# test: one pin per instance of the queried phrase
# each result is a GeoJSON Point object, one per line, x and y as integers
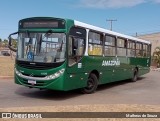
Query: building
{"type": "Point", "coordinates": [154, 38]}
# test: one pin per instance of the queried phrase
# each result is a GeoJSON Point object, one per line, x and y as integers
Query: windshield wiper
{"type": "Point", "coordinates": [49, 32]}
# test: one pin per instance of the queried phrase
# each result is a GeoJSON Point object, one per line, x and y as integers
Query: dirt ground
{"type": "Point", "coordinates": [89, 108]}
{"type": "Point", "coordinates": [6, 66]}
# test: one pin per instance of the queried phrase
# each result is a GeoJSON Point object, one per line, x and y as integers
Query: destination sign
{"type": "Point", "coordinates": [42, 23]}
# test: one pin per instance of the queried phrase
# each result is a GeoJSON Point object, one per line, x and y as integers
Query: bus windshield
{"type": "Point", "coordinates": [41, 47]}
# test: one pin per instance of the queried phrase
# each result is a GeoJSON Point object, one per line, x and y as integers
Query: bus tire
{"type": "Point", "coordinates": [135, 75]}
{"type": "Point", "coordinates": [92, 84]}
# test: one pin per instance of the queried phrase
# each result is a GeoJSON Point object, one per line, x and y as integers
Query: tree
{"type": "Point", "coordinates": [156, 56]}
{"type": "Point", "coordinates": [5, 42]}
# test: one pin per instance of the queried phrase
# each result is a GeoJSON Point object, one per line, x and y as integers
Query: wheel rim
{"type": "Point", "coordinates": [90, 84]}
{"type": "Point", "coordinates": [135, 76]}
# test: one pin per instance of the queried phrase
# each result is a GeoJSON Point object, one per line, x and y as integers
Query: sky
{"type": "Point", "coordinates": [133, 16]}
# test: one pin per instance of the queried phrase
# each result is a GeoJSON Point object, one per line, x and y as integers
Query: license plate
{"type": "Point", "coordinates": [31, 81]}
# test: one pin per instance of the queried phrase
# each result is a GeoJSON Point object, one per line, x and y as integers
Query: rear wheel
{"type": "Point", "coordinates": [92, 84]}
{"type": "Point", "coordinates": [135, 75]}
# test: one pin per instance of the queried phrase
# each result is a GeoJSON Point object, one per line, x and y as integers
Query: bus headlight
{"type": "Point", "coordinates": [56, 75]}
{"type": "Point", "coordinates": [17, 72]}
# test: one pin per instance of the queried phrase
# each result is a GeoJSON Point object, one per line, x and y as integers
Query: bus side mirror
{"type": "Point", "coordinates": [12, 42]}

▶ Your goal
Retype all the entries word for word; the pictures stay out.

▶ Response to this exercise
# test: one pin per instance of the queried phrase
# each result is a GeoJSON Point object, one per line, x and y as integers
Query: building
{"type": "Point", "coordinates": [154, 38]}
# test: one pin per instance of the queried phrase
# each result is a GeoJSON Point object, one per line, x and y as integers
Query: windshield wiper
{"type": "Point", "coordinates": [49, 32]}
# test: one pin per instance of the queried phrase
# each result is a GeoJSON Point object, one per line, x and y as integers
Query: dirt ground
{"type": "Point", "coordinates": [89, 108]}
{"type": "Point", "coordinates": [6, 66]}
# test: one pin per instance of the queried phrase
# each result is a GeoJSON Point object, one per line, x and y as integers
Query: destination sign
{"type": "Point", "coordinates": [42, 23]}
# test: one pin per instance of the queried phrase
# each result is a GeoJSON Point object, one per line, x and y as integers
Query: bus windshield
{"type": "Point", "coordinates": [41, 47]}
# test: one pin per instance of the queried phrase
# each result is a GeoJSON Point object, one per line, x and y as integers
Query: bus tire
{"type": "Point", "coordinates": [135, 75]}
{"type": "Point", "coordinates": [92, 84]}
# test: one pin per instance of the queried phrase
# each result is a GeoJSON Point object, one per line, x and y as integers
Query: tree
{"type": "Point", "coordinates": [156, 56]}
{"type": "Point", "coordinates": [5, 42]}
# test: one pin per instance of the queried phrase
# each result is a GeoJSON Point object, one per line, x and y as integers
Query: wheel rim
{"type": "Point", "coordinates": [90, 84]}
{"type": "Point", "coordinates": [135, 76]}
# test: one pin per instance of the queried phrase
# each result is a GeoJSON Point object, one per line, x and y as integers
Query: sky
{"type": "Point", "coordinates": [133, 16]}
# test: one pin per instance of the queried phrase
# each result is a GeoJSON Point object, one per line, x and y as integers
Query: license plate
{"type": "Point", "coordinates": [31, 81]}
# test: one pin per instance of the queried phrase
# each result is a GeoJSON Point object, one per line, x and y as integers
Query: rear wheel
{"type": "Point", "coordinates": [92, 84]}
{"type": "Point", "coordinates": [135, 75]}
# test: one pin per instance of the queried phrase
# each result is a GeoJSON Point object, one per line, x and y as integers
Query: bus headlight
{"type": "Point", "coordinates": [56, 75]}
{"type": "Point", "coordinates": [17, 72]}
# test: one pin per instance of the queried phrase
# each result is a GeoJSON Point object, one per line, x and y as integers
Query: bus side mirror
{"type": "Point", "coordinates": [12, 42]}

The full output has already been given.